In the meantime, the major Las Vegas casino companies are continuing to pay their workers, but they’re burning through millions of dollars a day to do so.
Some, like MGM Resorts International, Caesars Entertainment, Wynn Resorts and Boyd Gaming, say they’ll maintain full- and part-time salaries for at least two weeks, and health benefits for longer.
But then, as Charles Protell, president and CFO of Golden Entertainment, put it, “The longer this shutdown lasts, the greater the impact it will have.”
The federal stimulus package, known as the CARES Act, will give the nation’s businesses, casinos included, some relief in the form of tax breaks and loans. But there’s no telling what happens if the epidemic continues for a second month, or a third. As of last week, Covid-19 was known to have infected more than 81,000 people nationwide, the most confirmed cases of any country, and claimed more than 1,000 lives.
Applied Analysis called the threat “unprecedented” and “far-reaching,” with a “very real potential to cripple the Nevada economy.”
“Based on current information and over two decades of industry-specific expertise, we believe that the industry is at risk of losing $39 billion over the next 12 to 18 months. As a result, 320,000 employees relying on $1.3 billion in wages and salary payments each month are at immediate risk, numbers nearly twice that reported during the peak of the Great Recession.”
Job losses in Nevada from the 2008-09 recession totaled around 186,000, and the aftershocks lasted for years. The state, an epicenter of the housing crash that helped sparked the recession, was still leading the nation in new foreclosures as late as 2015, according to RealtyTrac statistics cited by CDC Gaming Reports.

______

Questions on the material:
a. According to the Las Vegas casino passage, about how many jobs did Nevada lose in the 2008-09 recession?
b. Extend the Las Vegas casino passage, picking up right after its final sentence.

Stored data:
______

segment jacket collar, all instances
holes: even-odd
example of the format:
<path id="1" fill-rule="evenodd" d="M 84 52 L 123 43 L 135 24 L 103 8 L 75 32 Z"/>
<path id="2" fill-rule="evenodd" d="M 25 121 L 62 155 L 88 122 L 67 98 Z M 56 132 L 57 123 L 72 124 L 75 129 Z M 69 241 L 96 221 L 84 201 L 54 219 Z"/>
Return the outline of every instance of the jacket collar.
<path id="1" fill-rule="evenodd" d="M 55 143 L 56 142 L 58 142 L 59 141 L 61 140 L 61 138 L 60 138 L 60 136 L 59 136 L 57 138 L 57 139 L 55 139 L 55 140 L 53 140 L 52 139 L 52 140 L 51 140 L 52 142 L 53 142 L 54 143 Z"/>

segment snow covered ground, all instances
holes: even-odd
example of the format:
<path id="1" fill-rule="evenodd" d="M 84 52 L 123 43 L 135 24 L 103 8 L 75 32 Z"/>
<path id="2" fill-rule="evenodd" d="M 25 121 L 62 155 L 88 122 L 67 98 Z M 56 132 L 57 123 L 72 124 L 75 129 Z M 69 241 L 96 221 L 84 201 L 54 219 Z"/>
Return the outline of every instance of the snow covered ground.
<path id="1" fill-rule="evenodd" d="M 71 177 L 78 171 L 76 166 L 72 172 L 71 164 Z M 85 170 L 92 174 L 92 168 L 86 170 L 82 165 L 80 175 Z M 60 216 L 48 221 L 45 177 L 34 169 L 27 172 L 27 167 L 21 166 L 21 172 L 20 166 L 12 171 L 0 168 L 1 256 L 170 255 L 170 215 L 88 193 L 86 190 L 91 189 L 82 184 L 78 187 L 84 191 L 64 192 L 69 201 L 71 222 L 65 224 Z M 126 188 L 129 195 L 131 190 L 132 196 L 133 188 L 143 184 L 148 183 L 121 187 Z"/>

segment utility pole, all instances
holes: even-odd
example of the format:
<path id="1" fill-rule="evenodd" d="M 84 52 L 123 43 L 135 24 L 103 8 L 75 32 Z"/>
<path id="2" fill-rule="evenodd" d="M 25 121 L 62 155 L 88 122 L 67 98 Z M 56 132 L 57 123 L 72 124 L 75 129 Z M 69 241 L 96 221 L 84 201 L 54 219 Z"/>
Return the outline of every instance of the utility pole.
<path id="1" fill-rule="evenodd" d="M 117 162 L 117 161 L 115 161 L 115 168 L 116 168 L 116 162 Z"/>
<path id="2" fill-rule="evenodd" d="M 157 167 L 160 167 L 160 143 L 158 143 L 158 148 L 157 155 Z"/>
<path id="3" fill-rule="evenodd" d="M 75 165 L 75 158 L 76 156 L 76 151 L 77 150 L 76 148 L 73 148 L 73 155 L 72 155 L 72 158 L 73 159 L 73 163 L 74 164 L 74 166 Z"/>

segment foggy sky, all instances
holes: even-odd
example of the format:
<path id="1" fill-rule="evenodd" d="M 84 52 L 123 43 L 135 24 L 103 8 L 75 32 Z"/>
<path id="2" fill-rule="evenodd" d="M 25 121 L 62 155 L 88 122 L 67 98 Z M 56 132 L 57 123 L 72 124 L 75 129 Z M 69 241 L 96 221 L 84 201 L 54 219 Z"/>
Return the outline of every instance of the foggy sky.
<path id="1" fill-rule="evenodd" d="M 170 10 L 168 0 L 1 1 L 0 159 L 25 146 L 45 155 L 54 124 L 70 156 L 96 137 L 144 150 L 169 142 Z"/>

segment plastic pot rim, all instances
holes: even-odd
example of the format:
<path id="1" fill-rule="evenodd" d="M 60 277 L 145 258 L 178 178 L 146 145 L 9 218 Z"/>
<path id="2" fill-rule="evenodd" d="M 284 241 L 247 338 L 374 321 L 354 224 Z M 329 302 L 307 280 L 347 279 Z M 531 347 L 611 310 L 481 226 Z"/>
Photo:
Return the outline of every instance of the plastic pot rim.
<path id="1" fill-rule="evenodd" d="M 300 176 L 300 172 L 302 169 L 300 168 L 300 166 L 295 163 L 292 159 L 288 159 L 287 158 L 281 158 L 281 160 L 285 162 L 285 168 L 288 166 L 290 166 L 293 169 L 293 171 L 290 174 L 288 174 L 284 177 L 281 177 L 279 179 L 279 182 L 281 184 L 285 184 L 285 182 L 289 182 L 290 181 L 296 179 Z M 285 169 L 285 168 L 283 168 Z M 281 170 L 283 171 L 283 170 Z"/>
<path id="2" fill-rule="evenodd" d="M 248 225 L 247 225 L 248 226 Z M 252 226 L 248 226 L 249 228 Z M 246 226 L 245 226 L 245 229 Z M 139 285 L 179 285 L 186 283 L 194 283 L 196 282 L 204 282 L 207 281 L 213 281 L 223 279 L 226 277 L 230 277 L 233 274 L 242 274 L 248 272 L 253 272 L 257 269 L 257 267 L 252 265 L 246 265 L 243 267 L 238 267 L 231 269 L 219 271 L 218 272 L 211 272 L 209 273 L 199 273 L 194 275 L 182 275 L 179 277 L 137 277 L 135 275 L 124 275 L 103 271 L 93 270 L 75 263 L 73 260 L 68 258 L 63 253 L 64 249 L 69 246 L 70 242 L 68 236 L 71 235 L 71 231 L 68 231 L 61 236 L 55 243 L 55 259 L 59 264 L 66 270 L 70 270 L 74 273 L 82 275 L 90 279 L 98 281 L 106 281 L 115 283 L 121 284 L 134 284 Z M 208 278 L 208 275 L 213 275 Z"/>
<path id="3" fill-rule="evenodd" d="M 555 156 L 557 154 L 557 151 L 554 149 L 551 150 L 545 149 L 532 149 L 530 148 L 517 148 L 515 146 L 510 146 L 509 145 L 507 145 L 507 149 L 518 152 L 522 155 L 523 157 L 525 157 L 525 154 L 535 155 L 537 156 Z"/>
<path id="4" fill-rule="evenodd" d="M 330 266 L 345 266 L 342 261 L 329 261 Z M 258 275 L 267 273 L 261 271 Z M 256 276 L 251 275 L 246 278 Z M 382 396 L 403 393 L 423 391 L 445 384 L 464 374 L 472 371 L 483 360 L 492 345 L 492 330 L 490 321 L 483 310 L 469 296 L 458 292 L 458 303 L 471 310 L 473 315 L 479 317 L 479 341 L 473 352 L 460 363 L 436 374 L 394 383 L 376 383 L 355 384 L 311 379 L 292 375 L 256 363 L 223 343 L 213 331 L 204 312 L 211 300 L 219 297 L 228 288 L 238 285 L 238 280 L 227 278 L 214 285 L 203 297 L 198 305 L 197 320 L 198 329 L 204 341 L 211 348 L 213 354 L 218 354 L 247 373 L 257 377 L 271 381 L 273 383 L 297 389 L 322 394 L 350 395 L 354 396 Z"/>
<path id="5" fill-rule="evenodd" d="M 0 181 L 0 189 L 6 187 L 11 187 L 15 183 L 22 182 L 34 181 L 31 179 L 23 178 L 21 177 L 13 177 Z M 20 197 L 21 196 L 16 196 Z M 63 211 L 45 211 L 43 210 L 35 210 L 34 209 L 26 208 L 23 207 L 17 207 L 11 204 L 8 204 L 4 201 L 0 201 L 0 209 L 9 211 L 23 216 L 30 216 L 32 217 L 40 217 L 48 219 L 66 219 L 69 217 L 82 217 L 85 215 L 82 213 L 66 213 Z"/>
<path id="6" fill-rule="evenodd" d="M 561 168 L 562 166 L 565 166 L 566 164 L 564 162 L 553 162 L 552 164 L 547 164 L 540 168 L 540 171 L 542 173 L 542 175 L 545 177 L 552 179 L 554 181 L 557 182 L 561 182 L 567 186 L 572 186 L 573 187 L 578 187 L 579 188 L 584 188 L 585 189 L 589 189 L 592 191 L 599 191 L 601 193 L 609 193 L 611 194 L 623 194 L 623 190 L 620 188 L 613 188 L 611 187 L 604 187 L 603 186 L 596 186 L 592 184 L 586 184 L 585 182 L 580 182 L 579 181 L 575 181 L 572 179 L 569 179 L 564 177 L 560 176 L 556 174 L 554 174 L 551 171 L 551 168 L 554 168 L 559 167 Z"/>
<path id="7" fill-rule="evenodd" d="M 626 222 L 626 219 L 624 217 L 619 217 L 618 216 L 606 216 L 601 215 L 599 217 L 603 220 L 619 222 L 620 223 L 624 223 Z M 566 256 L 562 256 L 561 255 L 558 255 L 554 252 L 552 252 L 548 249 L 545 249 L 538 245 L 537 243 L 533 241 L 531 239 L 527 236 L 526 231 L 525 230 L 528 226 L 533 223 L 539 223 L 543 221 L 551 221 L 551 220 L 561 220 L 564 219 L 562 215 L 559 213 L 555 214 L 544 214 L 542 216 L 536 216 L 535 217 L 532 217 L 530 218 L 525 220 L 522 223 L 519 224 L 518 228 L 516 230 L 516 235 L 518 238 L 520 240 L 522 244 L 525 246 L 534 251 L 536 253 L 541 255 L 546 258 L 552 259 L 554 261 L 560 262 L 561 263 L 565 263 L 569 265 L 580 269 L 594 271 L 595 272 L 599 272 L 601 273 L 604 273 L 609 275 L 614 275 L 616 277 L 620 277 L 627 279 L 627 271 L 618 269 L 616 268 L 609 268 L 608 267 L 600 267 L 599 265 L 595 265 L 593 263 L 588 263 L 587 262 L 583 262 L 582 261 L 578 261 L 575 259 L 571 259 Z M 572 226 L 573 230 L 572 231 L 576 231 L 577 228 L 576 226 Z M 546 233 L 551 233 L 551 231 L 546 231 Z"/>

______

Numbered responses:
a. Around 186,000.

b.
The state has been pushing ever since to diversify its tourist- and gaming-centric economy, albeit with mixed results. While the crisis it faces now is far worse than a decade ago, in all its 90 years as a legal industry, gaming in Nevada has never closed. The state could be looking at the loss of 5 percent of its private sector jobs, according to a recent study by the Economic Policy Institute.
Then there’s the public-sector fallout from the loss to state and local government coffers of more than $1 billion in tax revenue. That’s just from gaming. It’s not counting the certain plunge in sales tax revenue and other essential sources of funding.
It’s coming at a time when the demand on those sources, from unemployment checks to Medicaid coverage to fire, police and emergency services will likely never be greater.
The state’s rainy day fund contains more than $400 million in addition to other surplus funds, but as state Senator Joyce Woodhouse, co-chair of the legislature’s Budget Committee, said, “Of course there will be a very significant impact on the stage budget. Our hotels are empty of guests, and now with the shopping malls and all of that closed too, it has a huge impact.”
Meanwhile, Las Vegas Mayor Carolyn Goodman has made no secret of her belief that Nevada Governor Steve Sisolak erred too far on the side of health and safety when he called for casinos to close.
Las Vegas is not like New York, Los Angeles or San Francisco, she said. Shutting down businesses for more than two weeks will cause “untenable hardship.”
“Our economy depends on tourism and being open for dining, entertainment, gaming, sports,” she said. “Forty-two million people come to us every year as tourists. Our own 3 million Nevadans depend on the income from that tourism. I know we, they, cannot survive any total shutdown of the economy beyond the immediate week or two.”
Sisolak, needless to say, was not amused.
“Your life and the life of your neighbors and family members will always be more valuable to me than the perceived and mistaken economic gain we have by cutting this isolation period short or by waiting one more day to get serious,” he said in a statement addressing Nevada’s citizens. “I am not asking them anymore. I am telling them they must close their doors or they will face the consequences.”
“Elected officials,” he added, should “understand the severity of the situation they are facing and become part of the solution.”